Goal: From the line containing "the rocky cliff" through the last line of the data, return those lines exactly as written and nothing more.
Start of Input for this task
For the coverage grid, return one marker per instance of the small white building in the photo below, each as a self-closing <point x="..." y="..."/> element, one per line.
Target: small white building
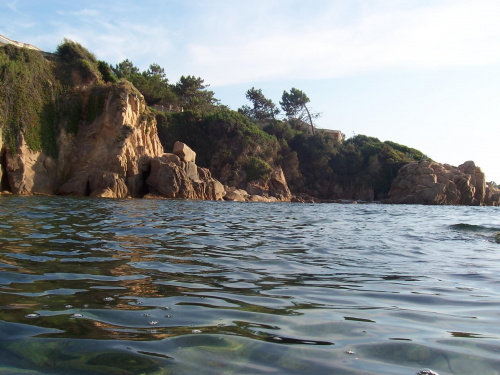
<point x="4" y="41"/>
<point x="337" y="134"/>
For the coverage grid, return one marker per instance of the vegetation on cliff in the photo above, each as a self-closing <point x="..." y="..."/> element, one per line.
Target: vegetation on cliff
<point x="40" y="95"/>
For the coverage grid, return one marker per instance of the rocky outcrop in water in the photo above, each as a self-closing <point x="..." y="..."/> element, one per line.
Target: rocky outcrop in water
<point x="427" y="182"/>
<point x="275" y="187"/>
<point x="107" y="157"/>
<point x="28" y="172"/>
<point x="176" y="175"/>
<point x="111" y="156"/>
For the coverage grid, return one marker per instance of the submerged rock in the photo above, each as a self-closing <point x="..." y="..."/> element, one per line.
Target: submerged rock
<point x="179" y="177"/>
<point x="427" y="182"/>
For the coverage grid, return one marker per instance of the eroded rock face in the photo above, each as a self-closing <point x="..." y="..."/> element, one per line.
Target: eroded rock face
<point x="184" y="152"/>
<point x="110" y="156"/>
<point x="30" y="172"/>
<point x="432" y="183"/>
<point x="492" y="196"/>
<point x="174" y="177"/>
<point x="276" y="187"/>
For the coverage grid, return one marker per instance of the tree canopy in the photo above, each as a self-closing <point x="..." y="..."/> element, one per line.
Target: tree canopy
<point x="263" y="109"/>
<point x="294" y="105"/>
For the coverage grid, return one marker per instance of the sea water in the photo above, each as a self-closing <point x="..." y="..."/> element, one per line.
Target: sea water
<point x="97" y="286"/>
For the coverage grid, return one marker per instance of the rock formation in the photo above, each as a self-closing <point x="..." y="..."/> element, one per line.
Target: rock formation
<point x="427" y="182"/>
<point x="492" y="196"/>
<point x="30" y="171"/>
<point x="177" y="176"/>
<point x="276" y="187"/>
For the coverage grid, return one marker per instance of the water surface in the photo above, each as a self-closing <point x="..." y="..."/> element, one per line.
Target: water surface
<point x="96" y="286"/>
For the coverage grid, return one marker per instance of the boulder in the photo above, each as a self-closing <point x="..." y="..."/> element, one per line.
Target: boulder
<point x="234" y="196"/>
<point x="110" y="156"/>
<point x="177" y="178"/>
<point x="427" y="182"/>
<point x="184" y="152"/>
<point x="275" y="187"/>
<point x="492" y="195"/>
<point x="107" y="185"/>
<point x="278" y="186"/>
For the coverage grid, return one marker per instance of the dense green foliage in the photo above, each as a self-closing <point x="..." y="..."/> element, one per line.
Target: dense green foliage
<point x="190" y="93"/>
<point x="27" y="88"/>
<point x="223" y="140"/>
<point x="39" y="96"/>
<point x="263" y="109"/>
<point x="257" y="169"/>
<point x="74" y="57"/>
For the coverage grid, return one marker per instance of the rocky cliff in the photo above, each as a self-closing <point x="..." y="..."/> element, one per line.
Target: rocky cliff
<point x="106" y="157"/>
<point x="110" y="157"/>
<point x="432" y="183"/>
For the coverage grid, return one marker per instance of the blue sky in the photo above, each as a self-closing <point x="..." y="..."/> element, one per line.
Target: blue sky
<point x="422" y="73"/>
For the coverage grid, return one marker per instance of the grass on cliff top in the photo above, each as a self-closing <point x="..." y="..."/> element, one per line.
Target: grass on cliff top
<point x="27" y="99"/>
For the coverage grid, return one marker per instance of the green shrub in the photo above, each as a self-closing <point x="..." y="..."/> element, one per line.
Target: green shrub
<point x="27" y="92"/>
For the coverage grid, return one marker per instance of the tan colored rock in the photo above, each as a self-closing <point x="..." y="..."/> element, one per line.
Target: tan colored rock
End of Input for this task
Correct result:
For the coverage grid, return one marker per instance of the rocky cliff in the photo above, each as a self-closing <point x="..." y="..."/> element, one per line.
Target: rocky cliff
<point x="106" y="157"/>
<point x="110" y="157"/>
<point x="432" y="183"/>
For the coverage grid, return one marker per instance of the blue sky in the photo above, each as a self-closing <point x="..." y="..."/> element, one per line.
Target: blue sky
<point x="422" y="73"/>
For the coverage grid, return one marker per instance of the grass on cliff top in the photo above, each as a self-closing <point x="..." y="..."/> element, one per line.
Target: grass on cliff top
<point x="27" y="99"/>
For the coverage grid, return one marker per instance of the green shrub in the photo above, each as a self-closing <point x="..." y="..."/> element, one per line.
Target: green shrub
<point x="27" y="92"/>
For the coverage grid, return one marker per instance of the tan colored rock in the photo above, each as a self-closing <point x="..." y="..."/> element, one per line.
Target: tan colored rock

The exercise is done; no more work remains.